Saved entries
• • • •
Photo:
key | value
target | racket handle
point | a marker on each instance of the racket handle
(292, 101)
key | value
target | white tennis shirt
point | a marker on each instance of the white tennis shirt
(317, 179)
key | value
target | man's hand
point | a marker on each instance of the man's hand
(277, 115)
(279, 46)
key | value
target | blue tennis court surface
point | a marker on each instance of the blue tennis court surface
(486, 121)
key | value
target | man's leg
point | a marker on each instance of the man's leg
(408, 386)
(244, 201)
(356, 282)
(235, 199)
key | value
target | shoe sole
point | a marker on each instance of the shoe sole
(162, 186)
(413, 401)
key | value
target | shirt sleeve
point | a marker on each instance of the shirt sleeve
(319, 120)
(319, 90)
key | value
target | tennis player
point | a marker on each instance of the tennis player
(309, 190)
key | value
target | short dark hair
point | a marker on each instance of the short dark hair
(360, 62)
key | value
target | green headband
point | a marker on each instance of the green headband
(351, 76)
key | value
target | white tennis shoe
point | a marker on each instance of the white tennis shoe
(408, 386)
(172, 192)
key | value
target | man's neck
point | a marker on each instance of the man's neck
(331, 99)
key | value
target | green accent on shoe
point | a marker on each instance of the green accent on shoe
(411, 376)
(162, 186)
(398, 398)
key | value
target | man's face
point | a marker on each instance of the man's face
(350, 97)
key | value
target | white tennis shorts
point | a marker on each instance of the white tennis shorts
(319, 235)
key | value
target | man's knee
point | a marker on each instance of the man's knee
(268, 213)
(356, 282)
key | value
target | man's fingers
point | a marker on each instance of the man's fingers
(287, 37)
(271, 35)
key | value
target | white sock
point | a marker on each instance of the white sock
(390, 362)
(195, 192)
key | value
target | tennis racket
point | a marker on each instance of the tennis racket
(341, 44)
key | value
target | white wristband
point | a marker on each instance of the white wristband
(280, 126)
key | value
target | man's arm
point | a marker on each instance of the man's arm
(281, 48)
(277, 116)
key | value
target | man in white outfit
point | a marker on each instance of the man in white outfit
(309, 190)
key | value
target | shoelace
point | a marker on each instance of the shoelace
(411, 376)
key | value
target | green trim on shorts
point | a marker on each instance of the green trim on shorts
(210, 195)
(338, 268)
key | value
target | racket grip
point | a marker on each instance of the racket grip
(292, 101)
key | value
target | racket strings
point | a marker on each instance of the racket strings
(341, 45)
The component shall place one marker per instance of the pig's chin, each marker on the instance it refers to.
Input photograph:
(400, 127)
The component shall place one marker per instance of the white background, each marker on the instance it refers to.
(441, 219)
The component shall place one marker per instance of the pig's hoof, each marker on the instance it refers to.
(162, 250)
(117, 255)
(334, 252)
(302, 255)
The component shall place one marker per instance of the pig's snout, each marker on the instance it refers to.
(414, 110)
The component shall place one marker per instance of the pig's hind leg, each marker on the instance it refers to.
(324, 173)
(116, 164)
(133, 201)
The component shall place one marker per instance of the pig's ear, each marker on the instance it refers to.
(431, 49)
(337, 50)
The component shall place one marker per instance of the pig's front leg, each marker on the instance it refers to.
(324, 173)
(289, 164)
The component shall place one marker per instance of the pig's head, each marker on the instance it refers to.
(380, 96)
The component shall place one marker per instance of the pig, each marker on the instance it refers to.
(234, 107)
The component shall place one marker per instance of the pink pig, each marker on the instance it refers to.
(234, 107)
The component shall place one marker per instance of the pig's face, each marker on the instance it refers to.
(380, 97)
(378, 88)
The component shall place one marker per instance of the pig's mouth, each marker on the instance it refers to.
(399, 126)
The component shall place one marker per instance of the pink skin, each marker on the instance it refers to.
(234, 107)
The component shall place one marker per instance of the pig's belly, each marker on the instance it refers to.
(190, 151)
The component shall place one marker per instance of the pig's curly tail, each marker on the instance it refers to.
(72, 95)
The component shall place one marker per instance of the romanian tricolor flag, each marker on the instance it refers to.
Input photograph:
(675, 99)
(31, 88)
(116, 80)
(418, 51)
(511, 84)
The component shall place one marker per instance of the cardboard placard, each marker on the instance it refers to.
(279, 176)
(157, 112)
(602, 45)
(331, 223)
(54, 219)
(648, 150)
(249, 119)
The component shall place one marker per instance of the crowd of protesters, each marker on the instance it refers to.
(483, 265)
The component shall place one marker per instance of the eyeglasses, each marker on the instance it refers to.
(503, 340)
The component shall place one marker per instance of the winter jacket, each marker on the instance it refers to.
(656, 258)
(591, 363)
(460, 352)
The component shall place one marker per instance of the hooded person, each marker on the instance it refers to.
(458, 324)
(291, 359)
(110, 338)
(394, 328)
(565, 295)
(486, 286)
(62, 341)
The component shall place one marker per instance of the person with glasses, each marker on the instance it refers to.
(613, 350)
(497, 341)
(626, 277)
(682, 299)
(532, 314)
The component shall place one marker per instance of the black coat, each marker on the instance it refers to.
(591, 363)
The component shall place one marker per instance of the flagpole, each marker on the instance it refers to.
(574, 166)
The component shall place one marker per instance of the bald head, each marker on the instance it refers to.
• • • •
*PROBLEM TO SOLVE:* Copy the lines above, please. Keep them exact.

*ANSWER TO THE PROBLEM:*
Photo:
key | value
target | racket handle
point | a marker on each instance of the racket handle
(292, 101)
key | value
target | white tennis shirt
point | a marker on each instance of the white tennis shirt
(317, 179)
key | value
target | man's hand
point | a marker on each instance of the man's hand
(277, 115)
(279, 46)
key | value
target | blue tennis court surface
point | a marker on each instance of the blue tennis court surface
(486, 121)
key | value
target | man's leg
point | a marker on each instance of the man's leg
(408, 386)
(244, 201)
(356, 282)
(235, 199)
key | value
target | shoe sole
point | a marker on each instance of the shoe sole
(162, 186)
(413, 401)
key | value
target | shirt sleeve
point | a marker on each instance of the shirt sleeve
(319, 120)
(319, 90)
key | value
target | tennis player
point | a marker on each instance of the tennis player
(309, 190)
key | value
target | short dark hair
point | a marker on each instance of the short dark hair
(360, 62)
key | value
target | green headband
point | a marker on each instance of the green headband
(351, 76)
key | value
target | white tennis shoe
point | a marker on each instance of the white tennis shoe
(408, 386)
(172, 192)
key | value
target | man's neck
point | a marker on each instance of the man's neck
(331, 99)
key | value
target | green accent on shoe
point | a marker on each instance of the green accent on shoe
(411, 376)
(162, 186)
(398, 398)
key | value
target | man's face
point | a marker on each instance of the man's face
(350, 97)
key | value
target | white tennis shorts
point | a marker on each instance of the white tennis shorts
(319, 235)
key | value
target | man's knee
point | a marker on each instance of the man's knee
(268, 213)
(356, 282)
key | value
target | man's fingers
point | a marker on each instance of the man's fingers
(287, 37)
(271, 35)
key | value
target | white sock
point | a marker on each instance of the white sock
(390, 362)
(195, 192)
key | value
target | tennis racket
point | a marker on each instance of the tennis racket
(341, 44)
key | value
target | white wristband
point | a marker on each instance of the white wristband
(280, 126)
key | value
target | man's arm
point | a marker on each instance of the man's arm
(281, 48)
(277, 116)
key | value
target | man in white outfit
point | a marker on each instance of the man in white outfit
(309, 190)
key | value
target | shoelace
point | a marker on each instance of the shoelace
(411, 376)
key | value
target | green trim on shorts
point | a marker on each instance of the green trim on shorts
(210, 195)
(338, 268)
key | value
target | racket grip
point | a marker on each instance of the racket grip
(292, 101)
key | value
target | racket strings
point | a marker on each instance of the racket strings
(341, 45)
The component shall place one marker per instance of the pig's chin, each marker on the instance it refers to.
Input photograph:
(400, 127)
The component shall place one marker per instance of the white background, each marker on the instance it refers to.
(441, 219)
The component shall place one marker per instance of the pig's hoof, each marker on the instance it refers to.
(162, 250)
(117, 255)
(334, 252)
(302, 255)
The component shall place one marker per instance of the pig's snout, each marker on the instance it refers to.
(414, 110)
The component shall place one marker per instance of the pig's hind leg, each marker on the instance it refers to.
(324, 173)
(116, 164)
(133, 201)
The component shall place one marker per instance of the pig's ear, each marker on the instance it refers to.
(431, 49)
(337, 50)
The component shall place one marker per instance of the pig's front leg, each marker on the instance it refers to.
(324, 173)
(289, 164)
The component shall place one marker per instance of the pig's head, each marker on the instance it refers to.
(380, 96)
The component shall place one marker per instance of the pig, each marker on the instance it refers to.
(234, 107)
The component shall place one marker per instance of the pink pig, each marker on the instance it refers to.
(234, 107)
The component shall place one marker per instance of the pig's face, each marker on the instance it refers to.
(380, 97)
(378, 88)
The component shall place one marker per instance of the pig's mouth, each marker on the instance it refers to.
(399, 126)
The component shall place one marker per instance of the pink skin, each marker on the instance it refers to.
(234, 107)
The component shall place one marker per instance of the pig's belly, each marker on the instance it refers to.
(190, 151)
The component shall place one marker per instance of the pig's curly tail, each marker on the instance it refers to.
(72, 95)
The component shall place one marker per instance of the romanian tricolor flag, each marker on the instance it refers to.
Input photograph:
(675, 99)
(31, 88)
(116, 80)
(418, 51)
(511, 84)
The component shall place one marker per instance of the cardboard placard, each marker on the instance it refers to.
(279, 176)
(157, 112)
(602, 45)
(331, 223)
(54, 219)
(648, 150)
(249, 119)
The component shall place one marker per instance of the crowd of protesters, each marker on the instance it refers to.
(483, 265)
The component shall place one marker per instance of the eyeglasses, each marker on the instance it refers to.
(503, 340)
The component shall place one marker per instance of the winter jacket, each marker on the instance it refers to.
(656, 258)
(591, 363)
(460, 352)
The component shall place one marker per instance of the hooded person, each marker on the instance it refers to.
(458, 324)
(291, 359)
(110, 338)
(394, 328)
(565, 295)
(486, 286)
(62, 341)
The component shall place one marker per instance of the person with glasses, each marker on the instance it refers to.
(613, 350)
(497, 341)
(626, 277)
(682, 299)
(532, 314)
The component shall place one marker per instance of the black coat, each marker on the instance it refers to.
(591, 363)
The component shall place one marker per instance of the flagpole, each marker on the instance it refers to.
(574, 166)
The component shall place one marker per instance of the bald head, each marker on the instance it refers to.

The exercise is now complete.